(PROBLEM DETAILS)
Can you lay out each line of the entries below as a Markdown table with two columns, Row and Text, skipping blank lines and leaving the pictures out?

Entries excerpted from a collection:
● ● ●
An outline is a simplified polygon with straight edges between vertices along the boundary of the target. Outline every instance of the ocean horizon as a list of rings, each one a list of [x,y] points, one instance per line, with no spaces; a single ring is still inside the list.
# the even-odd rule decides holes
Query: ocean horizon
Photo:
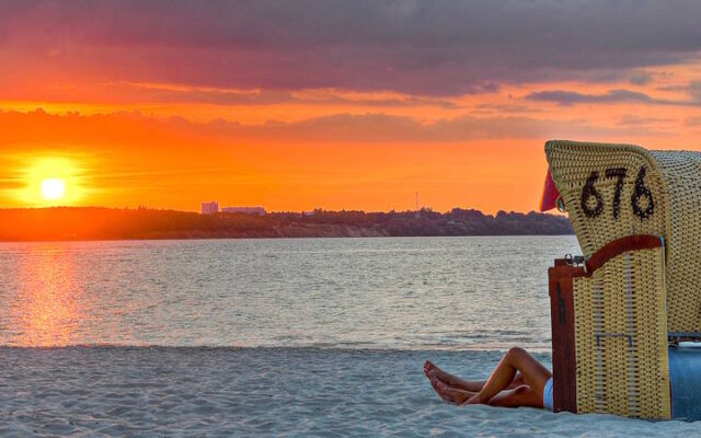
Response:
[[[550,366],[574,237],[0,244],[3,436],[666,436],[687,423],[456,407],[423,362]],[[593,422],[594,420],[594,422]]]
● ● ●
(RESULT FOR THIS EXERCISE)
| Row | Text |
|---|---|
| 1 | An outline is a simplified polygon with straight edges between vertices along the boundary of the target. Outline every instance of the ocean horizon as a list of rings, each one a list of [x,y] points, one instance per line, with no spaces; a single ring is still inside the list. |
| 2 | # the even-odd rule decides holes |
| 3 | Query: ocean horizon |
| 4 | Photo: |
| 5 | Response: |
| 6 | [[[550,366],[574,237],[0,244],[3,436],[666,436],[687,423],[456,407],[423,362]],[[593,422],[594,420],[594,422]]] |